*Dataset records about object locations*.
···

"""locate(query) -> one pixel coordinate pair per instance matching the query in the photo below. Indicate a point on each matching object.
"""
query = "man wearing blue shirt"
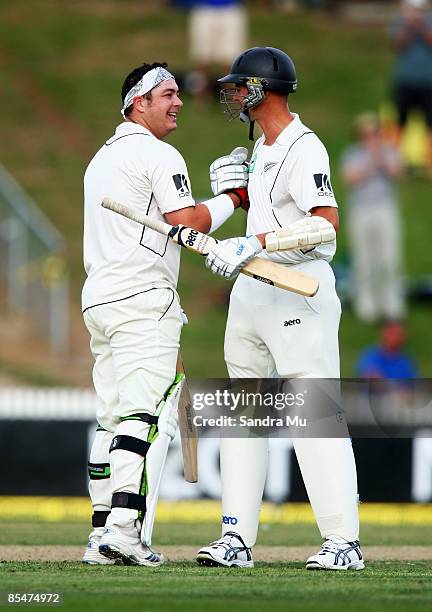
(388, 359)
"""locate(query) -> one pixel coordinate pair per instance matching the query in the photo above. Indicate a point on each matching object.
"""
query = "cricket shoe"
(337, 554)
(92, 555)
(229, 551)
(124, 543)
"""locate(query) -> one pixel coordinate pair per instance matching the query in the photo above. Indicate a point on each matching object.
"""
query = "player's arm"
(228, 177)
(206, 216)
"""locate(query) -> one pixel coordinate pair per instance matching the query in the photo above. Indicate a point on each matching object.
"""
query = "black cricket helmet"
(260, 69)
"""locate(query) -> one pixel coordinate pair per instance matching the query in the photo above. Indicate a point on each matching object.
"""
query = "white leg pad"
(100, 490)
(127, 469)
(329, 474)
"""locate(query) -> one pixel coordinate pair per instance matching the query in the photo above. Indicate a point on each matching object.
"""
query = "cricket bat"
(188, 433)
(258, 268)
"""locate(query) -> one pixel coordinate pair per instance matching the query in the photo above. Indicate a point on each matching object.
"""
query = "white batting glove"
(227, 257)
(185, 320)
(229, 172)
(309, 231)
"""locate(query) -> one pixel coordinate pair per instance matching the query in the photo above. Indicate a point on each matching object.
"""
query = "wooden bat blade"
(188, 433)
(258, 268)
(281, 276)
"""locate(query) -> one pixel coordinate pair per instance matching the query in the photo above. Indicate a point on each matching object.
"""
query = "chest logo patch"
(180, 181)
(322, 181)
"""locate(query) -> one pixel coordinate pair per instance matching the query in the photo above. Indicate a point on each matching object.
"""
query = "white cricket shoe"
(124, 543)
(92, 555)
(337, 554)
(229, 551)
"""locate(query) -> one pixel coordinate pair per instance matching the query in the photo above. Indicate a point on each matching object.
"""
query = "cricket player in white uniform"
(132, 311)
(290, 193)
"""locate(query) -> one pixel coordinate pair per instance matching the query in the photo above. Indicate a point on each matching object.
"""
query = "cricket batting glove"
(308, 232)
(228, 257)
(229, 172)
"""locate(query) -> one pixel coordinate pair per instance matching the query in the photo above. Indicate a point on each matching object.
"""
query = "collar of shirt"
(129, 127)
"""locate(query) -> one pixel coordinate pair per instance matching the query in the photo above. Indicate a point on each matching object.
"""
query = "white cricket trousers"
(134, 343)
(275, 333)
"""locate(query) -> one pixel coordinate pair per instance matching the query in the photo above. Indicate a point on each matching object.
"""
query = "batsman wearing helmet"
(290, 192)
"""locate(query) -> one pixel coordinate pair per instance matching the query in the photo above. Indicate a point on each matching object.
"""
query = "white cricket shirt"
(287, 179)
(121, 257)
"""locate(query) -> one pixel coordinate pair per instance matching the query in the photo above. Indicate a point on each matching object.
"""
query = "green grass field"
(182, 585)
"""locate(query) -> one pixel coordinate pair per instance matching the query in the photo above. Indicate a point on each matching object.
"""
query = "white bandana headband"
(149, 81)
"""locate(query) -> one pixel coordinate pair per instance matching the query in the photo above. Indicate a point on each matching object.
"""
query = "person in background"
(370, 169)
(388, 359)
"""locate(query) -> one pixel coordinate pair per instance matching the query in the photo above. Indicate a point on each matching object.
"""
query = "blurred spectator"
(370, 168)
(217, 32)
(411, 33)
(388, 359)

···

*Instructions for the task*. From the listing above, print every entry precisely and drop the pictures.

*The reply*.
"""locate(query) -> one pixel coordinate pair per instance matching the query in the photo below. Indicate a point on each matching object.
"""
query = "man wearing blue shirt"
(388, 359)
"""locate(query) -> one pixel coordinate pair per instance matching the query in the photo above. Indicate a point on each matching object.
"""
query = "cricket shoe"
(337, 554)
(92, 555)
(229, 551)
(124, 543)
"""locate(query) -> one pixel coordinate pair per instance matching the query in the photo above. Indicate a point on each matching object.
"""
query = "player's arm"
(228, 177)
(206, 216)
"""locate(query) -> one pixel coordinate pair per instance matching the query in the photo above. Indicate a point on each matching object.
"""
query = "black cricket helmet"
(260, 69)
"""locate(query) -> one pixel coordinate pair per instance matching the query in the photo above. Indicate a point on each matching object.
"""
query = "white leg pad"
(100, 490)
(127, 469)
(329, 474)
"""locate(query) -> one pixel coordinate pair per instance matching the query in the photo above. Indicate a point on each matching object.
"""
query = "cricket bat"
(188, 433)
(258, 268)
"""locate(query) -> one pixel coordinate pair per instance matching the query in the photo above. Indicate a point on each matching object.
"""
query = "white batting glove"
(227, 257)
(185, 320)
(229, 172)
(309, 231)
"""locate(query) -> one pixel coordinate pair per instance matching the query in the photo above. Indicate a point on each matching object.
"""
query = "wooden bat blade"
(188, 433)
(258, 268)
(281, 276)
"""locate(query) -> one pixel coordinate pair per instance matching the query in the photo above. Indicate a point on each matching object.
"""
query = "chest logo patch"
(180, 181)
(322, 181)
"""locate(query) -> one pixel coordinate pair per instance matching the query in the photo above. Indicate a point on each matching object.
"""
query = "white cricket shoe"
(124, 543)
(92, 555)
(337, 554)
(229, 551)
"""locate(query) -> one pixel coordinate pair per instance matching the query in the photo above. Indicate a point on each matching object.
"""
query = "cricket player in white uniform"
(132, 311)
(290, 193)
"""locate(query) -> one pixel coordinate pair per instance matching the query in the photo above. Indicate a point on each matching object.
"""
query = "cricket batting glove"
(308, 232)
(228, 257)
(229, 172)
"""locate(query) -> one pixel coordinate pair per instance matching the query in the photo above. Indicate a point on each matching object.
"""
query = "collar of shirt"
(129, 127)
"""locate(query) -> one pixel coordinate pair per instance matching the query in the photo above. Indicate a point on each matching object.
"""
query = "white cricket trousers"
(134, 343)
(275, 333)
"""locate(query) -> one pixel coordinate pair per instance matching the query in the photo above. Indicate a point on each matching object.
"""
query = "batsman wearing helmet"
(290, 192)
"""locate(query) -> one pixel coordinate pair per instance matching the query in the photo above. Indicate a point on each matching object.
"""
query = "white cricket shirt"
(287, 179)
(121, 257)
"""locate(query) -> one pixel coordinate pair per instance matching the query in the photo above. Indicate a point on each matching object.
"""
query = "green grass field"
(182, 585)
"""locate(query) -> one pixel coordinate pair per instance matching the query in the photo above. Indicate a point on each matching object.
"""
query = "white bandana headband"
(149, 81)
"""locate(query) -> one pixel coordinate pair per instance matching the query in the photo above. Indicate a point on each matching object.
"""
query = "person in background"
(370, 169)
(388, 359)
"""locate(query) -> one pixel coordinate pair per instance matching the query in the photo above. Indicate a point on each matching object.
"""
query = "blurred spectator"
(370, 168)
(217, 32)
(411, 33)
(388, 359)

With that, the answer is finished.